▶ _ASSIGNMENT_: Look through the material and tally each line bearing the word "that". Give only the total.

--- START ---

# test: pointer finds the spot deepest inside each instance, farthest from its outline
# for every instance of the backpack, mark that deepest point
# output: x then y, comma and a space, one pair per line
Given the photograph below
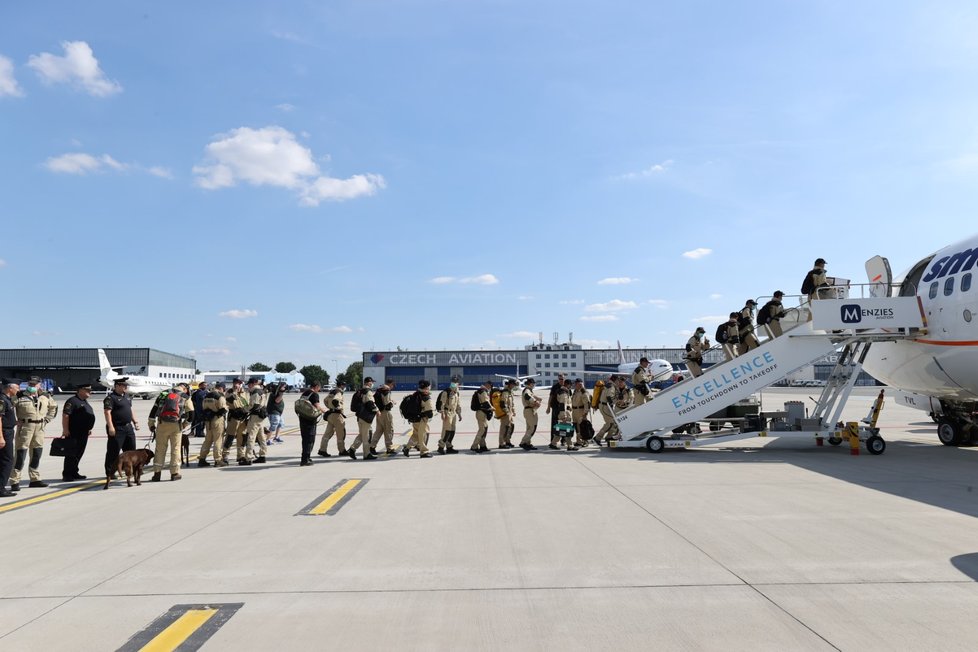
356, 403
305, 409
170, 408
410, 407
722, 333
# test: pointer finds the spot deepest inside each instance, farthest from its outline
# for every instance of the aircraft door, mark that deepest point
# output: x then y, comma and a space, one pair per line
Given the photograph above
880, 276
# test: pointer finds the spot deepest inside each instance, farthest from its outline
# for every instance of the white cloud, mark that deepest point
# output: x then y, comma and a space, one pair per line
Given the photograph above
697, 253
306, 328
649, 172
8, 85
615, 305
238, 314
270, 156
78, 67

--- END ---
--- START ---

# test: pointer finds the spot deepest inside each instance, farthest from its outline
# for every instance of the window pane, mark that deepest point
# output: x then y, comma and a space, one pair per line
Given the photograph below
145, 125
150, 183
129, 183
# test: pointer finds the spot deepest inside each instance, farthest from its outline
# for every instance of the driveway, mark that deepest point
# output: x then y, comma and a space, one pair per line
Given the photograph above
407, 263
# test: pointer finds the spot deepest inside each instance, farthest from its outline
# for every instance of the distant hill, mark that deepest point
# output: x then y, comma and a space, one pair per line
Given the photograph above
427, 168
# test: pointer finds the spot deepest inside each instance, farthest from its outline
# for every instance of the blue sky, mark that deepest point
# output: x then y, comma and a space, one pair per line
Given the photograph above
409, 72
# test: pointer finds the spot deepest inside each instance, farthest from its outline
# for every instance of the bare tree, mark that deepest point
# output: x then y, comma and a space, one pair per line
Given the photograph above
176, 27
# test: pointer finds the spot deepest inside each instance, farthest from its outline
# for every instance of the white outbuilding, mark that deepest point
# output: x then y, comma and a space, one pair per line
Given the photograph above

--- END ---
--- START ---

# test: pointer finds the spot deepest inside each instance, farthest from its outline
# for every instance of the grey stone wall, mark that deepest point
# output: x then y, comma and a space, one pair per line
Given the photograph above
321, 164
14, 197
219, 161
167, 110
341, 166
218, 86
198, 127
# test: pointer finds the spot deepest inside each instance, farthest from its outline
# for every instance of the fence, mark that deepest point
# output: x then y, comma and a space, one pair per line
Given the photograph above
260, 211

--- END ---

▶ _FINISHED TASK_: 11